▶ [Extrait du document]:

◆ ◆ ◆ ◆

L'alliance romaine qui avait coûté si cher aux Etoliens ne leur apporta guère de compensations, lorsque, débarrassés d'Hannibal, les Romains humilièrent la Macédoine et lui enlevèrent le protectorat des cités grecques. Philippe offrit aux Etoliens Pharsale et Larisse en Thessalie s'ils voulaient rester neutres (199). Ils refusèrent et furent attaqués au Nord en Dolopie et à l'Est par la Phocide. Mais Titus Quintius Flamininus fit évacuer la Phocide et la Locride, et les Etoliens envahirent la Thessalie au Sud, tandis que les Romains opéraient au Nord. En 197, leur cavalerie contribua à la victoire de Cynoscéphale; mais la politique romaine n'était pas de reconstituer une puissante fédération des Grecs du Nord. Flamininus empêcha Philippe de rendre à la ligue les places de la Thessalie méridionale. Les commissaires sénatoriaux refusent même Pharsale et Leucade; ils proclament la liberté des divers peuples et cités délivrés de la Macédoine. des Magnètes, des Perrhèbes, des Thessaliens à qui ils donnent presque toute la Phthiotide sauf Thèbes et Pharsale; les Phocidiens et les Locriens sont déclarés libres et ne rentrent dans la ligue que sur le pied d'égalité avec les Etoliens. Renvoyés de Flamininus au Sénat et réciproquement, les Etoliens réclament en vain.

Exaspérés, ils tentèrent alors une autre alliance, celle du roi de Syrie, Antiochus; l'avis de Thoas les y décida malgré les sages conseils de Phaeneas (192). Ils allaient combattre à la fois la ligue achéenne, maîtresse du Péloponnèse, la Macédoine et Rome. L'écrasement était certain. Au début ils eurent quelques succès, la prise de Démétriade, l'invasion de la Thessalie. En 191, Manius Acilius les refoule et s'empare d'Héraclée, tandis que Philippe soumet la Thessalie, le pays des Magnètos et prend Lamia et Démétriade. En 190, perte de Naupacte et d'Amphissa. En 189, ils furent soumis par Fulvius Nobilior. Il faut implorer la paix; la médiation d'Athènes et de Rhodes la fait obtenir. Les Etoliens reconnaissent la suprématie du peuple romain dont ils seront les alliés en cas de guerre offensive et défensive; ils perdent les villes prises par les Romains depuis l'arrivée en Grèce de Flamininus, les villes admises dans l'amitié du peuple romain, c.-à-d. la Locride, la Phocide, les districts du golfe Maliaque, de plus Amphilochie, Ambracie qui deviennent indépendantes, OEniades, rendue aux Acarnanes, Céphallénie qui fut soumise ensuite par les Romains, Pleuron qui reçut une garnison achéenne : la ligue achéenne s'étendait sur le Péloponnèse entier et recevait de plus Héraclée. A partir de 189, la ligue étolienne n'existe plus que de nom et ne joue plus aucun rêle en Grèce. Les plus vaillants de ses fils ont été livrés aux Romains après la défaite d'Antiochus. A l'intérieur, les querelles sociales sont très violentes; riches et pauvres se massacrent. Lors de la guerre de Persée, on songe à secouer le joug; les partisans de Rome, aidés par un corps de troupes romaines, égorgent 550 patriotes. Ils vont féliciter Paul Emile après Pydna (168). Tous ceux des Etoliens dont les sentiments paraissent suspects sont déportés en Italie. La ligue est formellement dissoute.

◆ ◆ ◆ ◆

Données d'identification de position:
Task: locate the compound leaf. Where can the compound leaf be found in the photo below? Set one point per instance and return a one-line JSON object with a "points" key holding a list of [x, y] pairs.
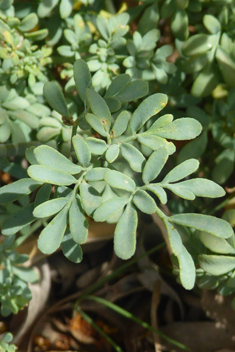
{"points": [[99, 107], [112, 153], [144, 202], [133, 156], [187, 269], [158, 191], [82, 77], [50, 207], [82, 150], [96, 174], [71, 249], [181, 129], [207, 223], [17, 221], [121, 123], [181, 171], [55, 98], [117, 179], [48, 156], [52, 235], [90, 198], [216, 264], [125, 233], [109, 208], [148, 108], [154, 164], [96, 124], [78, 223], [216, 244], [96, 146], [48, 174], [202, 188], [18, 189], [134, 90]]}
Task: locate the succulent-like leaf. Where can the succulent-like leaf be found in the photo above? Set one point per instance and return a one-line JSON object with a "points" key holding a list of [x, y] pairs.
{"points": [[71, 249], [154, 142], [187, 269], [216, 244], [181, 129], [112, 153], [99, 108], [82, 150], [216, 264], [90, 198], [48, 156], [55, 98], [117, 179], [207, 223], [133, 156], [158, 191], [120, 124], [144, 202], [154, 164], [82, 78], [96, 124], [148, 108], [43, 194], [116, 86], [51, 175], [52, 235], [17, 221], [50, 207], [96, 174], [125, 233], [16, 190], [109, 208], [135, 90], [181, 171], [202, 188], [96, 146], [78, 223]]}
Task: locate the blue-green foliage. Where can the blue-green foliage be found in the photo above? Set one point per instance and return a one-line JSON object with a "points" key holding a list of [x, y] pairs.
{"points": [[100, 186], [105, 145], [4, 343], [14, 291]]}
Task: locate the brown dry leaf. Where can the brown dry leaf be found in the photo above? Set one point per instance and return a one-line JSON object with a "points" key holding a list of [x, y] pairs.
{"points": [[218, 307], [199, 336], [82, 330]]}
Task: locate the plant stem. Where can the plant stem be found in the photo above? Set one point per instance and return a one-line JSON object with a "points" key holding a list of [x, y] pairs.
{"points": [[129, 315]]}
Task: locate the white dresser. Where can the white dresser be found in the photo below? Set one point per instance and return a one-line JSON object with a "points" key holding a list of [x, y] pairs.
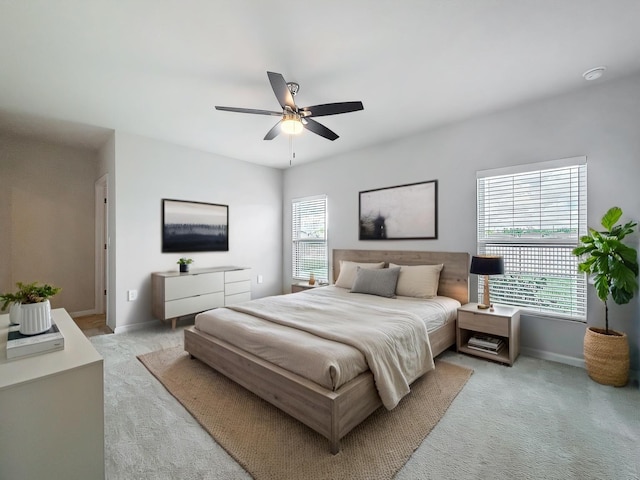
{"points": [[175, 294], [52, 409]]}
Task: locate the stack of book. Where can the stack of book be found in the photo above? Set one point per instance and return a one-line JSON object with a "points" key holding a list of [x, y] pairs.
{"points": [[486, 343], [20, 345]]}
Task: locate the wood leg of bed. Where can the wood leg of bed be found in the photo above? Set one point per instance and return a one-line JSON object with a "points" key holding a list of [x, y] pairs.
{"points": [[334, 446]]}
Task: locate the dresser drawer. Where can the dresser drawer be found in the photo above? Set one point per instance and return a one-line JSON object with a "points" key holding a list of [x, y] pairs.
{"points": [[485, 323], [187, 306], [237, 287], [237, 298], [191, 285], [237, 275]]}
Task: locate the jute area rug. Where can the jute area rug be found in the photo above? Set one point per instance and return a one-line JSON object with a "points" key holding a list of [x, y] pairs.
{"points": [[269, 444]]}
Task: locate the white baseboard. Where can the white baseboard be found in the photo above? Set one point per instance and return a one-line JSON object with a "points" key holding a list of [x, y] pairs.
{"points": [[553, 357], [135, 326], [83, 313]]}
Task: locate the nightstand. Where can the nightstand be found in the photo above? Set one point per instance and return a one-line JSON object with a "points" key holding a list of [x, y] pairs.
{"points": [[503, 322], [300, 286]]}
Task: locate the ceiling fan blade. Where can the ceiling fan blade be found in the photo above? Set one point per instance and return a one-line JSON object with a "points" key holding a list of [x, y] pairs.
{"points": [[332, 108], [281, 90], [248, 110], [273, 133], [319, 129]]}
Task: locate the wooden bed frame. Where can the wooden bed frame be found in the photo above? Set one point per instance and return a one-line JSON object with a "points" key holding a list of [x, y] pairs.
{"points": [[332, 414]]}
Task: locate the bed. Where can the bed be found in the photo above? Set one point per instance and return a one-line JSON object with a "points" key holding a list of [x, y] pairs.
{"points": [[333, 409]]}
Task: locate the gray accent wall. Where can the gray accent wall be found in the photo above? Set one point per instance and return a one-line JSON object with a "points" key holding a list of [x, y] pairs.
{"points": [[599, 121], [47, 219]]}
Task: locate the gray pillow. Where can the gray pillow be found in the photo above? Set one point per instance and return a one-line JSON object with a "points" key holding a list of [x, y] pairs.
{"points": [[376, 282]]}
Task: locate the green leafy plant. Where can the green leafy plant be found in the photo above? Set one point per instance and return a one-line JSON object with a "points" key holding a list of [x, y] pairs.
{"points": [[612, 264], [29, 293]]}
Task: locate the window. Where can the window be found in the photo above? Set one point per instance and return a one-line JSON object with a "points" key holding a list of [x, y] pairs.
{"points": [[533, 216], [309, 236]]}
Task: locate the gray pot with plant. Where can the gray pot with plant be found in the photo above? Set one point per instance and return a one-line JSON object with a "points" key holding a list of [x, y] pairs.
{"points": [[613, 266], [184, 263], [30, 306]]}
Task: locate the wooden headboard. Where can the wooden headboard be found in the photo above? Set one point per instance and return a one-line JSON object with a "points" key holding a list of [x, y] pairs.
{"points": [[454, 277]]}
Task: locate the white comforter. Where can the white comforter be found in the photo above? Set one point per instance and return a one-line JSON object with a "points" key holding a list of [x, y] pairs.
{"points": [[395, 343]]}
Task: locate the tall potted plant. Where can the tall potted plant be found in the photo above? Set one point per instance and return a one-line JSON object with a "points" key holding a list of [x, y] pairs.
{"points": [[613, 267]]}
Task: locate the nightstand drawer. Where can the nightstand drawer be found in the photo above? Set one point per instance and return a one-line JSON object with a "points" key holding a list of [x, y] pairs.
{"points": [[484, 323]]}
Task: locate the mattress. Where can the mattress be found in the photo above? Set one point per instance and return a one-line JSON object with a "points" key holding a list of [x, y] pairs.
{"points": [[326, 362]]}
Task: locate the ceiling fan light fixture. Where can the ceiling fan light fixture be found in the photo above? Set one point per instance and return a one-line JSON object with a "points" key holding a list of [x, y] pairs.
{"points": [[291, 124], [594, 73]]}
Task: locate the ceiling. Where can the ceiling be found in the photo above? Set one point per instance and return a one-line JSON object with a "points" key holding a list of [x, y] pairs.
{"points": [[74, 71]]}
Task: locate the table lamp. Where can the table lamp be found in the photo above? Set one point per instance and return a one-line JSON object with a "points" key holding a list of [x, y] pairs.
{"points": [[486, 265]]}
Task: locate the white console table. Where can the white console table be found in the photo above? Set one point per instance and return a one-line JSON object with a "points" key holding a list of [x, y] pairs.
{"points": [[175, 294], [52, 409]]}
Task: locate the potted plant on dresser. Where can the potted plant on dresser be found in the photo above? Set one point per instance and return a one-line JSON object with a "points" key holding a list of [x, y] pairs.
{"points": [[613, 267], [184, 263], [30, 306]]}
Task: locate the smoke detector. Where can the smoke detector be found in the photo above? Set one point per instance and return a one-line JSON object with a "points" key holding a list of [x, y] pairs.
{"points": [[594, 73]]}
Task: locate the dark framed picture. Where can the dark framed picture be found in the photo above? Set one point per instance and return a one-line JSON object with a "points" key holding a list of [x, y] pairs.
{"points": [[405, 212], [194, 227]]}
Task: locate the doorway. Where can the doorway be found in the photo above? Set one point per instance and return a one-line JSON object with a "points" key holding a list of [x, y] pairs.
{"points": [[102, 247]]}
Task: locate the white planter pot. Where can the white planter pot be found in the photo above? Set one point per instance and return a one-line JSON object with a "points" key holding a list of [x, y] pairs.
{"points": [[15, 313], [35, 318]]}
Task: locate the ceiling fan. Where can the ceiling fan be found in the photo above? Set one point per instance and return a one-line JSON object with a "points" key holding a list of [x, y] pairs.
{"points": [[294, 118]]}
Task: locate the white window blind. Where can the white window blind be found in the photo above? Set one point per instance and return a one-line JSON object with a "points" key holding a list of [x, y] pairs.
{"points": [[533, 216], [309, 235]]}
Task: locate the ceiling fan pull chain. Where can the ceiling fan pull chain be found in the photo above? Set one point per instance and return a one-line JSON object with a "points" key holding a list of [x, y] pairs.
{"points": [[292, 154]]}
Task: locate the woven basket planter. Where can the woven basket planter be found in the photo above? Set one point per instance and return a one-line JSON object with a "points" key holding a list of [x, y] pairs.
{"points": [[607, 356]]}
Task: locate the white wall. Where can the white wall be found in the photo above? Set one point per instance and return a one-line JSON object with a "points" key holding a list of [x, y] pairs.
{"points": [[47, 219], [600, 121], [146, 171]]}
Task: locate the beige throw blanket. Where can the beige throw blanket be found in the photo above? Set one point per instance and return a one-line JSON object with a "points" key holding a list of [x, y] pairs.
{"points": [[395, 343]]}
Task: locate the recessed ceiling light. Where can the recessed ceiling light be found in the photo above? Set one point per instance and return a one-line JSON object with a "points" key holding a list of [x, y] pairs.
{"points": [[594, 73]]}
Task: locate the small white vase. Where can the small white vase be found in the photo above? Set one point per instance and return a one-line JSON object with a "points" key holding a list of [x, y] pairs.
{"points": [[15, 313], [35, 318]]}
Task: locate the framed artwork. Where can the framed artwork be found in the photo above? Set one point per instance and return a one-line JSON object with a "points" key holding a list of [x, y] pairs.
{"points": [[405, 212], [194, 227]]}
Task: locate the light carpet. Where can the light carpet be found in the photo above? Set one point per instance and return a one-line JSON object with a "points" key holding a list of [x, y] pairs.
{"points": [[269, 444]]}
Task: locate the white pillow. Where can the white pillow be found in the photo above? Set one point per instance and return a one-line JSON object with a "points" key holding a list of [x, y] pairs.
{"points": [[419, 281], [348, 272]]}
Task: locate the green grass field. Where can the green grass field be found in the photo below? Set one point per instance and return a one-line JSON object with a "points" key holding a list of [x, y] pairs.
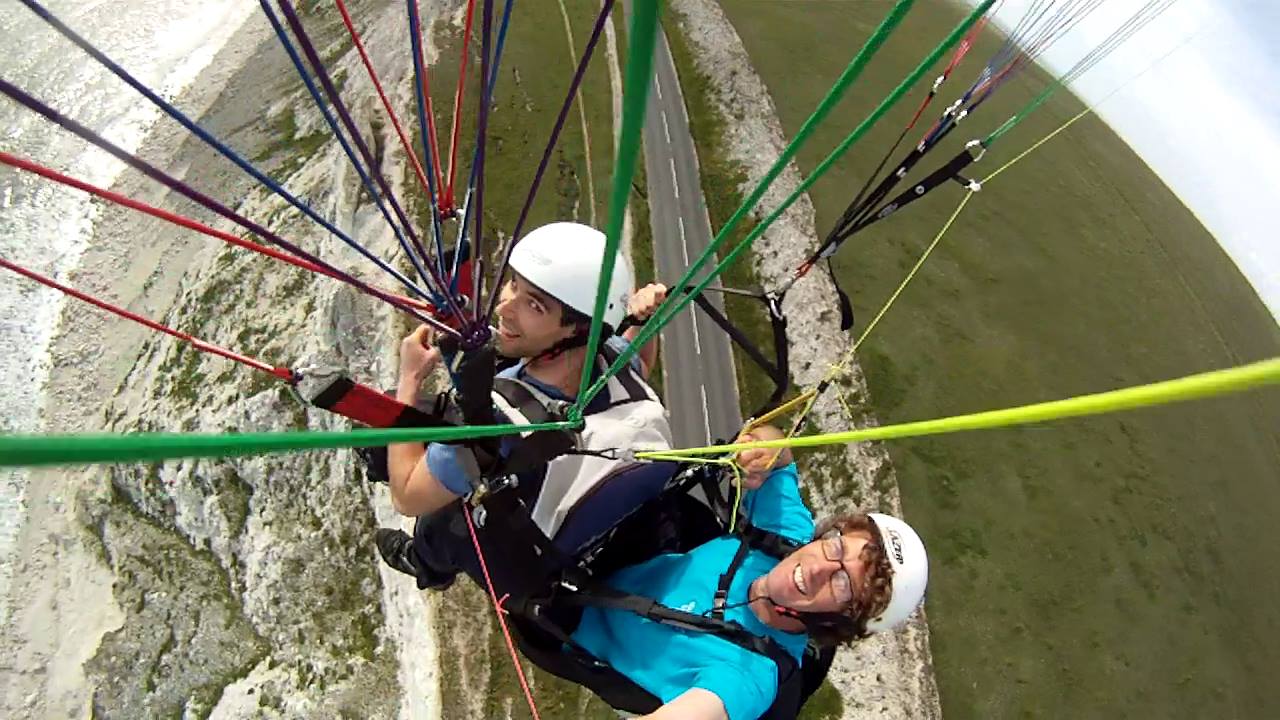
{"points": [[1105, 568]]}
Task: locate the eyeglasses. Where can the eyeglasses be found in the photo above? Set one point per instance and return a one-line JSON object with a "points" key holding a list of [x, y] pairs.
{"points": [[833, 550]]}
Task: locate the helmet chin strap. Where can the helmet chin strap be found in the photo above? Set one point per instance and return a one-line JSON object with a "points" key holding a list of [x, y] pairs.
{"points": [[812, 620], [565, 345]]}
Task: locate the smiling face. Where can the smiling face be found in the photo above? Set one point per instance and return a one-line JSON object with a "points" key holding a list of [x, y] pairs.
{"points": [[529, 320], [809, 580]]}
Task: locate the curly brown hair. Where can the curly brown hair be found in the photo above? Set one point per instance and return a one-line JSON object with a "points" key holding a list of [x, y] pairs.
{"points": [[873, 597]]}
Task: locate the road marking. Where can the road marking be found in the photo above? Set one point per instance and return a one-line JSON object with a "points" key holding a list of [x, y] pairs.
{"points": [[693, 323], [707, 415]]}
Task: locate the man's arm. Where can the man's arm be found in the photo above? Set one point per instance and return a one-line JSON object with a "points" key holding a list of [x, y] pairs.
{"points": [[694, 703], [415, 491], [641, 306]]}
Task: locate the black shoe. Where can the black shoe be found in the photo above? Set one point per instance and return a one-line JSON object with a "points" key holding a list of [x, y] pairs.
{"points": [[397, 550]]}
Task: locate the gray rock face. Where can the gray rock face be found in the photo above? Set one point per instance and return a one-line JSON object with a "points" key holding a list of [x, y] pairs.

◆ ◆ ◆ ◆

▶ [Consignes]:
**1.** D'après le texte sur la ligue étolienne, grâce à la médiation de quelles cités les Étoliens obtinrent-ils la paix ?
**2.** Résumez le texte sur la ligue étolienne en deux phrases.
**3.** Poursuivez la rédaction du texte sur la ligue étolienne à partir de sa dernière phrase.
Ces données ne sont pas utiles ici.

▶ [Réponses par consigne]:
**1.** Grâce à la médiation d'Athènes et de Rhodes.

**2.** Alliés de Rome contre la Macédoine, les Étoliens contribuèrent par leur cavalerie à la victoire de Cynoscéphale en 197, mais les Romains leur refusèrent les places qu'ils réclamaient et proclamèrent la liberté des peuples délivrés de la Macédoine. Exaspérés, ils s'allièrent à Antiochus, furent soumis en 189 et perdirent de nombreuses villes, puis, après Pydna et la déportation des suspects en Italie, leur ligue fut formellement dissoute.

**3.**
Plus tard, quand la Grèce fut réduite en province romain, l'Etolie fut annexée à I'Achaïe . Ses villes fournirent une partie de la population de Nicopolis. Au temps de Strabon, elle était presque dépeuplée; elle gardait encore ses moeurs rudes, n'étant traversée par aucune route, sauf le long de la côte. Sous Constantin, L'Étolie fut comprise dans la Nouvelle-Epire et fit partie de la préfecture d'Illyrie. Après la prise de Constantinople par les Latins, Théodore l'Ange, de la famille impériale grecque, forma une principauté indépendante dans l'Épire et l'Étolie; mais la discorde s'étant mise entre ses descendants, le sultan Amurat II s'empara du pays en 1432; Scander-Beg chassa un instant les Turcs de l'Etolie, et il la laissa en mourant aux Vénitiens; mais ceux-ci ne purent la conserver, et elle retombe bientôt sous le joug ottoman. A la fin du XVIIIe siècle, une population étolienne, les Souliotes, opposa une héroïque résistance aux agressions d'Ali-Pacha mais ce n'est que lors de l'insurrection de 1821 que l'Etolie recouvra son indépendance. Aujourd'hui I'Étolie fait partie de la Grèce.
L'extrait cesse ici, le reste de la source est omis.